* [LIST OF TASKS]:
• A. Copy the excerpt on Syncretism word for word, starting at "The practical result" and ending at "of confirmed disease.".
• B. List every person the excerpt on Syncretism names as having applied it to some field.

* [DOCUMENT EXCERPT]:
========================================================================
[Modern Atheism under its forms of Pantheism, Materialism, Secularism, Development, and Natural Laws by James Buchanan]@TWC D-Link bookModern Atheism under its forms of Pantheism, Materialism, Secularism, Development, and Natural Laws CHAPTER VII 2/9
But on the continent of Europe, Syncretism has been much more fully developed, and fearlessly applied to every department of human thought.
Pushed to its ultimate consequences, it obliterates the distinction not only between truth and error, but also between virtue and vice, nay even between Religion and Atheism; and represents them all as constituent parts of a scheme, which is developed under a law of "fatal necessity," but which is described also as a scheme of "optimism." Its range is supposed to be unlimited: for it has been applied to the History of Philosophy, by Cousin, to the theory of the Passions, by Fourier, to the doctrines of Christianity, by Quinet and Michelet, and to the Philosophy of Religion, by Benjamin Constant.
The practical result of such speculations is a growing _skepticism_ or _indifference_ in regard to the distinction between truth and error, and a very faint impression of the difference between good and evil.[225] The speculations of Pierre Leroux, the head, if not the founder, of the Humanitarian School, are strongly tinged with this spirit: they amount to a justification of evil, an apotheosis of man.[226] We do not class these speculations among the formal systems of Atheism, although they have often been associated with it; but we advert to them as specimens of that style of thinking which has a natural tendency to induce an atheistic frame of mind.[227] The profession of such sentiments is a symptom rather of incipient danger, than of confirmed disease.
========================================================================
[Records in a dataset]
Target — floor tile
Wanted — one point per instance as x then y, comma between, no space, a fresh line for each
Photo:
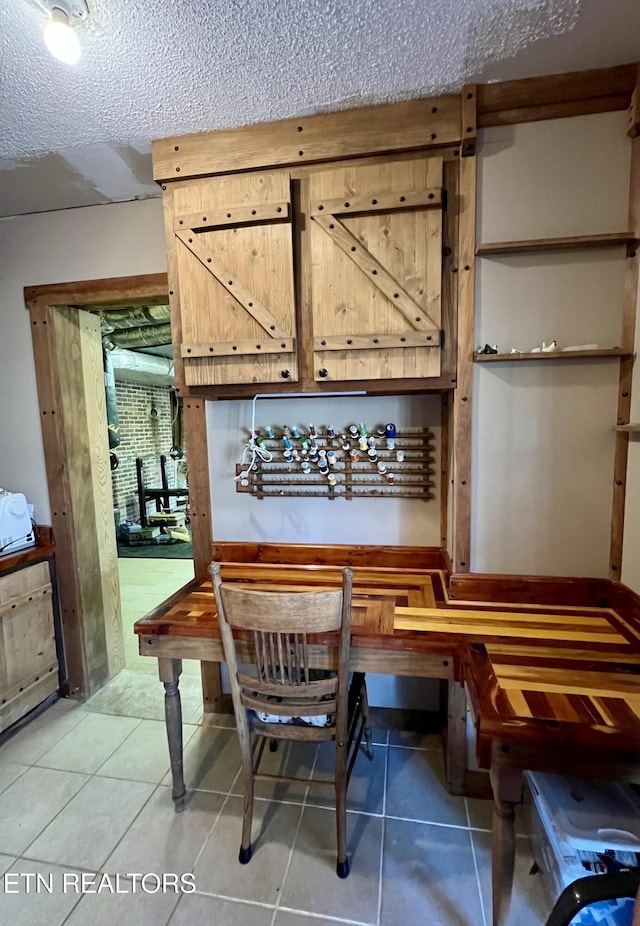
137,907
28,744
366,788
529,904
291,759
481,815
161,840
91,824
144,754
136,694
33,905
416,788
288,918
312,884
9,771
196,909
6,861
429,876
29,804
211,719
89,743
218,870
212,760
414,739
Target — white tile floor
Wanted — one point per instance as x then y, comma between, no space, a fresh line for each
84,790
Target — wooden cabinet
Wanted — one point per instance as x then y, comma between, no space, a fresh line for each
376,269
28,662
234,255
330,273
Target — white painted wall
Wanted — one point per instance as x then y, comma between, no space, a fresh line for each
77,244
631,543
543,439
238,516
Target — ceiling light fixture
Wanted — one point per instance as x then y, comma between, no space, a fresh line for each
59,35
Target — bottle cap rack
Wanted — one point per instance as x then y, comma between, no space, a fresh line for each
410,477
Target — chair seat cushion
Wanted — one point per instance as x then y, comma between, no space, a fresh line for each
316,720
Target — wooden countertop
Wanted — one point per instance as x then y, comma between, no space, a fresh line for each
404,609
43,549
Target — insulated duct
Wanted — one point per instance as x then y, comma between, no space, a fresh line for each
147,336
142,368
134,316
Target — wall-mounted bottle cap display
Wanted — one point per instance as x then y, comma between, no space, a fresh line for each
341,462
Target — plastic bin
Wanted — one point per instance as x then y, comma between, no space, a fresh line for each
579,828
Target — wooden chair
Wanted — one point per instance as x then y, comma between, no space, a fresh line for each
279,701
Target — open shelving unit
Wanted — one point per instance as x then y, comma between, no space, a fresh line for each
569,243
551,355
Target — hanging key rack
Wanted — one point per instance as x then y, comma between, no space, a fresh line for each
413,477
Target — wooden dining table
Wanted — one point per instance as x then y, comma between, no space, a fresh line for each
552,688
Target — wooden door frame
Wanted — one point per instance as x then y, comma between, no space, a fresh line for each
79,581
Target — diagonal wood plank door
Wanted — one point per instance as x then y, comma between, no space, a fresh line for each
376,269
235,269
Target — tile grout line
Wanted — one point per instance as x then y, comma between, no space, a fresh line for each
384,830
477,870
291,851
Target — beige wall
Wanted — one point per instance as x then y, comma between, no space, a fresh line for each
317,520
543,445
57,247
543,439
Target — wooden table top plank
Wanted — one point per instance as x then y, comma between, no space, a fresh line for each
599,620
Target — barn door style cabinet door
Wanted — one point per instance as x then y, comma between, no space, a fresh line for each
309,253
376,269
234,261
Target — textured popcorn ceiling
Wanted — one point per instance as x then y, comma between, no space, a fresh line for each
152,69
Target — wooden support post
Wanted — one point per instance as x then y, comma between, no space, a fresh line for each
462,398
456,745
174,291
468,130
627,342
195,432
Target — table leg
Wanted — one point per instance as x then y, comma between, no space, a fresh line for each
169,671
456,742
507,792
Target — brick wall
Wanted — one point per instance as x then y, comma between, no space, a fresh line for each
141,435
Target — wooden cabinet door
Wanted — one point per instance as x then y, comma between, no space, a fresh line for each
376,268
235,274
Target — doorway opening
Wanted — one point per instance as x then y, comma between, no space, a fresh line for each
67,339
========================================================================
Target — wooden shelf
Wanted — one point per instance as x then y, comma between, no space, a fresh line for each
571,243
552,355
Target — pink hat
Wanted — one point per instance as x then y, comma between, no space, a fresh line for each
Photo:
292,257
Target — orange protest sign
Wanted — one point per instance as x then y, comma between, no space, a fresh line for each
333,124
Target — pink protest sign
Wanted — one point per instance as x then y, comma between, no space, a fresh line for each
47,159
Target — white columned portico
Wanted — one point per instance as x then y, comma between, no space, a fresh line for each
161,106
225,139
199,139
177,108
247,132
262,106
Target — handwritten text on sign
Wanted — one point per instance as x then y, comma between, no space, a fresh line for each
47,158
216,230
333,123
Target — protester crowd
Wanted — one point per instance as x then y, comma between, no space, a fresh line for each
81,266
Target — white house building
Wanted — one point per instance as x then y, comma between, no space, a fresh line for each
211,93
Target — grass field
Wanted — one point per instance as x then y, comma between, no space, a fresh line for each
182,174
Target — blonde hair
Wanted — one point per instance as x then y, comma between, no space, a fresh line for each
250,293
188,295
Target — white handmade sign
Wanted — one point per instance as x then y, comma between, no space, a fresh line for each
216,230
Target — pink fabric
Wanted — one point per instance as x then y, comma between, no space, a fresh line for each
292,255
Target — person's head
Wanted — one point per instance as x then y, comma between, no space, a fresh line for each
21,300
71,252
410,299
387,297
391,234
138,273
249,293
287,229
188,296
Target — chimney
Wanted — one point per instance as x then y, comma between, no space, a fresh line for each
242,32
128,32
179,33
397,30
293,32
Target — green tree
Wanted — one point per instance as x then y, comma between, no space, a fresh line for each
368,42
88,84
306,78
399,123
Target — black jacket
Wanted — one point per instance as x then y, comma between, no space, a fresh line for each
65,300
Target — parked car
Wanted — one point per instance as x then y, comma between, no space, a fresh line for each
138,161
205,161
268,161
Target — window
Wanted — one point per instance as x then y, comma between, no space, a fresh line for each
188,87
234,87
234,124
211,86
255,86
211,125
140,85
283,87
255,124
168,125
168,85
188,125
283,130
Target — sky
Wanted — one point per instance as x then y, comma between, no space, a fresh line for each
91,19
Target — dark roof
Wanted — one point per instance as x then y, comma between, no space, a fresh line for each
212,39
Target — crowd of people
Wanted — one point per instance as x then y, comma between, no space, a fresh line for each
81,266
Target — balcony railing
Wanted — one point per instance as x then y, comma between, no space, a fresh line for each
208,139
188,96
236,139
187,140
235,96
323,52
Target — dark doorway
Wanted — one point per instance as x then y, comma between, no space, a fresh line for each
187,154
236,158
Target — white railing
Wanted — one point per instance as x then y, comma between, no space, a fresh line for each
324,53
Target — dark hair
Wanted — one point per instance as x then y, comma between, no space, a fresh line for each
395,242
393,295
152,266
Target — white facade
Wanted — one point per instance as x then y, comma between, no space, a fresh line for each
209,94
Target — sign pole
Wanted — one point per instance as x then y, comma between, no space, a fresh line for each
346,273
========================================================================
* [RESPONSES BY TASK]:
• A.
The practical result of such speculations is a growing _skepticism_ or _indifference_ in regard to the distinction between truth and error, and a very faint impression of the difference between good and evil.[225] The speculations of Pierre Leroux, the head, if not the founder, of the Humanitarian School, are strongly tinged with this spirit: they amount to a justification of evil, an apotheosis of man.[226] We do not class these speculations among the formal systems of Atheism, although they have often been associated with it; but we advert to them as specimens of that style of thinking which has a natural tendency to induce an atheistic frame of mind.[227] The profession of such sentiments is a symptom rather of incipient danger, than of confirmed disease.

• B.
Cousin
Fourier
Quinet
Michelet
Benjamin Constant